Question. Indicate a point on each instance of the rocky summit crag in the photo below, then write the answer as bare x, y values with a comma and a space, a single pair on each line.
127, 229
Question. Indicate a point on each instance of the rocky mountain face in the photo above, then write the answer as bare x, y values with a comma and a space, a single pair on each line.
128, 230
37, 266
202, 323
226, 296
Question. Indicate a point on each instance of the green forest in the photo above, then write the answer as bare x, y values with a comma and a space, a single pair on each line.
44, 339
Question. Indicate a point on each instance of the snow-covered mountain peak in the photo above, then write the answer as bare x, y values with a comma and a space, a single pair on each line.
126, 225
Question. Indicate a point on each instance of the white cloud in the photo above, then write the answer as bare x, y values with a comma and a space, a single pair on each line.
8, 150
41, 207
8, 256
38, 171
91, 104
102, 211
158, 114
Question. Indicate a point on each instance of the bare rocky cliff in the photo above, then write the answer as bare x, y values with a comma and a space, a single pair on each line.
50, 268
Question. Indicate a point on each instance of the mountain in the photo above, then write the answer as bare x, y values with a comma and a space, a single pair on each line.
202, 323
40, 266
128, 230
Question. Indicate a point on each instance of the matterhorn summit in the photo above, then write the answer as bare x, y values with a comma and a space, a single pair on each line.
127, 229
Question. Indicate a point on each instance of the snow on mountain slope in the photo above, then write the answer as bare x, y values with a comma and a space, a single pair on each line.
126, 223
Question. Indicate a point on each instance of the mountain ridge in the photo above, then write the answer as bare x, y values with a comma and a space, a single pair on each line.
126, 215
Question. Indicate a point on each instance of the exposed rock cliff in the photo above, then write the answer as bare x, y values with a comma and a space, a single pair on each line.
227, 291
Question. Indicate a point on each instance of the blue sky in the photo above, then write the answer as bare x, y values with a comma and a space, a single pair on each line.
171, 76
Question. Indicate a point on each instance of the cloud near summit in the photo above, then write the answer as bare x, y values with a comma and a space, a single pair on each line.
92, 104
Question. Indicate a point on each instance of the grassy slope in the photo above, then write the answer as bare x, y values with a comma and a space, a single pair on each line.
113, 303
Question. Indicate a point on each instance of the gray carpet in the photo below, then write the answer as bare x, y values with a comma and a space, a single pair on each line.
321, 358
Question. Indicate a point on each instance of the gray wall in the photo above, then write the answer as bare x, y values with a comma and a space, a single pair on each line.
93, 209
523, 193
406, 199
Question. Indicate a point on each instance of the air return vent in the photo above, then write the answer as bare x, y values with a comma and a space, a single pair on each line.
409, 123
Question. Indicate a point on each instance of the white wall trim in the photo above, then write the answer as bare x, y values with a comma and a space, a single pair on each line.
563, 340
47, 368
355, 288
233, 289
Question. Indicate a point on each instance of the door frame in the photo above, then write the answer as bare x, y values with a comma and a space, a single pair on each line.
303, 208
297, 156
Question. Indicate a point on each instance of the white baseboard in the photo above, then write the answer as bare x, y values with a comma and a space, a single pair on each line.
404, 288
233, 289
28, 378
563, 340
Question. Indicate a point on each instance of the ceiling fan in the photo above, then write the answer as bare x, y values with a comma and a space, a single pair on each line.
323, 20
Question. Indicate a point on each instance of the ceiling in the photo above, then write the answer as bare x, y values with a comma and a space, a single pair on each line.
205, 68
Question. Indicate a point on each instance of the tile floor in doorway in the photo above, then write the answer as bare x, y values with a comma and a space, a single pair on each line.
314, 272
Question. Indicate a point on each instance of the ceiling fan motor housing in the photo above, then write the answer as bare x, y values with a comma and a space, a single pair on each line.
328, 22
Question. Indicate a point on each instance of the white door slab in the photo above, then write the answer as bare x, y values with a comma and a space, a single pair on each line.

EXERCISE
Please output the entries above, every line exactly as it reads.

OUTPUT
Question. Indicate a point on each instance of the rocky summit crag in the photo below, then write the answer as bare x, y values with a comma and a space, a single pair on each line.
127, 229
Question. Indicate a point on each instance of the rocky mountain face in the photo above, then write the answer as bare x, y values with a comma and a space, a single pair on each line.
128, 230
37, 266
202, 323
226, 296
Question. Indicate a point on each instance of the green forest in the photo above, then write the answer as bare x, y values with a comma and a space, a single pair on each line.
44, 339
Question. Indicate a point on each instance of the snow-covered mountain peak in the photo above, then write the answer as bare x, y values with a comma and a space, a single pair on each line.
126, 225
Question. Indicate a point on each instance of the white cloud in the photo above, then write the answer as bare x, y values with a comma and a space, a single pair on each line.
8, 150
41, 207
8, 256
38, 171
91, 104
102, 211
158, 114
Question. Indicate a point on each instance of the bare rocky cliff in the photo above, then write the answer as bare x, y values with a comma and a space, a single pair on each line.
50, 268
Question. Indicate a point on each instance of the mountain in the photo above, then write the answer as bare x, y values with a comma and a space, a single pair on each line.
202, 323
40, 266
128, 230
Question. Indicate a point on each instance of the matterhorn summit in the photo above, then write the answer as bare x, y values with a comma and a space, a single pair on each line.
127, 229
Question. Indicate a point on each instance of the snow on mountain slope in the photo above, then write the answer as bare x, y values with a comma and a space, a single pair on each line.
126, 223
Question. Indicate a point on each instance of the mountain ridge in the photo above, then write the answer as bare x, y values with a comma and a space, a single pair on each line.
126, 215
Question. Indicate a point on each instance of the exposed rock cliff in the photo above, then write the answer as bare x, y values with a comma and a space, a single pair on each line.
227, 291
Question. Indicate a point on each instance of the blue sky in the photo above, then write the answer as bare x, y values with a comma and a space, a single pair on each line.
171, 76
Question. Indicate a point on each instance of the cloud near summit in the photo above, then write the answer as bare x, y values with a comma and a space, a single pair on each line.
92, 104
Question. Indicate a point on each instance of the grassy slope in the photo above, then write the answer as bare x, y values with a comma and a space, a single pair on each line.
113, 303
Question. Indicate a point on each instance of the gray carpet in the photo below, then write the answer as bare x, y values with a comma and a space, a single pair on each line.
321, 358
Question. Indicate a point on each instance of the gray wall in the photo above, then write the answer as bare x, y values with a comma and a space, a single pair on each line.
93, 209
523, 193
406, 199
Question. Indicate a point on each instance of the air return vent in the photo above, then write the answer as bare x, y values with a comma and a space, a single pair on each line.
409, 123
Question. Indicate a point on each instance of the white wall trim in the photo above, then write the answer as bare x, y values with a comma and a space, a single pair on each line.
563, 340
47, 368
355, 288
233, 289
Question. Indicate a point on each instance of the door frame in the photo above, then write the answer as bare x, y values with a comma and a space, a single pair on each line.
303, 208
297, 156
Question. Indicate a point on each instance of the white baseboard in the photo above, then write the answer as bare x, y values with a comma and a space, a single pair on each line.
404, 288
233, 289
28, 378
563, 340
Question. Indicate a point on each instance of the ceiling fan in the photo above, then write the answer as bare x, y values with a comma and a space, a single pair on each line.
323, 20
Question. Indicate a point on each instance of the ceiling in the photo above, then write the answer as bare x, y values with a comma and a space, a single pair on each line.
205, 68
Question. Indicate a point on each instance of the tile floor in doorway in the photo above, then write the answer as bare x, y values with a comma and a space, a single pair on each line.
314, 272
Question. Indicate a point on each instance of the ceiling fan motor housing in the photo above, then write the answer as bare x, y values with a comma and a space, a single pair on each line.
328, 22
Question. Indicate a point on each instance of the white door slab in the photo above, then write the answer as bare x, y values with a comma and a space, a single pair on each line.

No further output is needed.